# Thoughts on a fall reno



## MassHole (Jun 27, 2018)

So last fall I did a backyard reno over 2-3k sq ft to nuke triv.

Aug 22 Round Up Quick Pro
Aug 31 triple dethatch with the Greenworks, bag with mower
Sep 6 triple dethatch with the Greenworks, bag with mower, spread 3 yards of loam, spread midnight KBG seed with a spreader, starter fert with mesotrione, Milo, cover with peat moss

I battles heavy rains and flooding until November, and after every rain, i would wait 2 days to dry up, rough up the bare spots that didn't germinate, spread seed, and cover with peat moss. This got annoying as I ended up doing it 6 times, after every thunderstorm. I have very good coverage now, and only had to do minimal spring seeding.

For my upcoming reno for the remaining 6k of backlawn, I'd like to do it smarter this time.

Options:
1 - Quick Pro 3k sq ft this fall, and repeat what I did this year, do the next 3k next year
2 - mow very very low, seed midnight with the Home Depot overseeder, starter fert with mesotrione, Milo, cover with peat moss: https://www.homedepot.com/tool-truck-rental/Overseeder/TS-20HD/
3 - mow very very low, triple dethatch, seed midnight with my spreader, and cover with compost via a compost spreader, then starter fert with mesotrione, Milo, cover with peat 
4 - combination of the above

Most of my turf is good, but I have lots of thatch and dollar spot in my non-reno'ed area, while the Midnight is going strong


----------



## Sinclair (Jul 25, 2017)

Option 1.

I wouldn't waste midnight seed on an overseed.


----------



## MassHole (Jun 27, 2018)

Last night. Looks darker b/c it was 7:30PM


----------



## MassHole (Jun 27, 2018)

Last week, 3pm


----------



## MassHole (Jun 27, 2018)

Last fall


----------



## MassHole (Jun 27, 2018)

After loam and seed and peat moss


----------



## MassHole (Jun 27, 2018)

Sinclair said:


> Option 1.

- [To be done]
- 1) List every date that appears in the fall schedule at the start of the lawn renovation thread.
- 2) Rewrite the part of the lawn renovation thread that begins with "Most of my turf" and ends after "on an overseed.", changing "dollar spot" to "brown patch".
The items below have no connection to the lawn renovation thread.

Saved data entries
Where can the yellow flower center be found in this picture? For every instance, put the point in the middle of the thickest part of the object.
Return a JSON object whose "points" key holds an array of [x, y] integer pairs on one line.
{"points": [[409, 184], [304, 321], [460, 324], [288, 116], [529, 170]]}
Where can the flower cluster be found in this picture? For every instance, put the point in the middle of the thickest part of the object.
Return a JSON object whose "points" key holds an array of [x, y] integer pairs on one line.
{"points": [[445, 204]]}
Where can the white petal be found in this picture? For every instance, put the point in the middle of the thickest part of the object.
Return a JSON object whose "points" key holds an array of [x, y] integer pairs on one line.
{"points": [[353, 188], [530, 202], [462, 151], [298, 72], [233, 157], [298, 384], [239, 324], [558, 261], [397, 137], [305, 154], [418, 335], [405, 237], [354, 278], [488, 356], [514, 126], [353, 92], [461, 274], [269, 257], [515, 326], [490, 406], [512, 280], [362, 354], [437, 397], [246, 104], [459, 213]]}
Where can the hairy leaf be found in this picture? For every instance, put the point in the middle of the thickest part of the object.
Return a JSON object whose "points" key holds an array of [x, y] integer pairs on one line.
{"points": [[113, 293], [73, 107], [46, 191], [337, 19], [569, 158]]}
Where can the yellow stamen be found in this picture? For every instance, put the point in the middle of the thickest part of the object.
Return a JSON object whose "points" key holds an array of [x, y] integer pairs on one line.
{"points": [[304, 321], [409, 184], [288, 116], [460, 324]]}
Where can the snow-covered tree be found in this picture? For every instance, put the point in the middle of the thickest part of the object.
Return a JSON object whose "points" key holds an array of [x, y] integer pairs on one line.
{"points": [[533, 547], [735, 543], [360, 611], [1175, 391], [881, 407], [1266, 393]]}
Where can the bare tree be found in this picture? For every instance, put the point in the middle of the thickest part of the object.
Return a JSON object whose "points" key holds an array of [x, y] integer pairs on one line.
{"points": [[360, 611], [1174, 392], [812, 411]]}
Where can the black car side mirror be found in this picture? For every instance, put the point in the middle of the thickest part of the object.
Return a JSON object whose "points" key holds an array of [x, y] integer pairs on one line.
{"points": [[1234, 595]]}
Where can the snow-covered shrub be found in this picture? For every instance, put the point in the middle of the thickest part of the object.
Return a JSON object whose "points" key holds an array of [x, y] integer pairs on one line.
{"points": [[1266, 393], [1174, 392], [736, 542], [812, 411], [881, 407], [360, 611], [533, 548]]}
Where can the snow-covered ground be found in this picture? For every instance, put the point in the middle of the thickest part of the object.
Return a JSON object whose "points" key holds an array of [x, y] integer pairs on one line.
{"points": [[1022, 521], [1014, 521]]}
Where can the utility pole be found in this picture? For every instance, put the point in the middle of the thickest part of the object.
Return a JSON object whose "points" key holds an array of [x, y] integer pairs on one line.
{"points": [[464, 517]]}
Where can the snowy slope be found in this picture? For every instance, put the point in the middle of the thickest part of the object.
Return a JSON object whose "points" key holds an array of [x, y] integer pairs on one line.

- [Task-by-task solutions]
- 1)
Aug 22
Aug 31
Sep 6

- 2)
Most of my turf is good, but I have lots of thatch and brown patch in my non-reno'ed area, while the Midnight is going strong


----------



## Sinclair (Jul 25, 2017)

Option 1.

I wouldn't waste midnight seed on an overseed.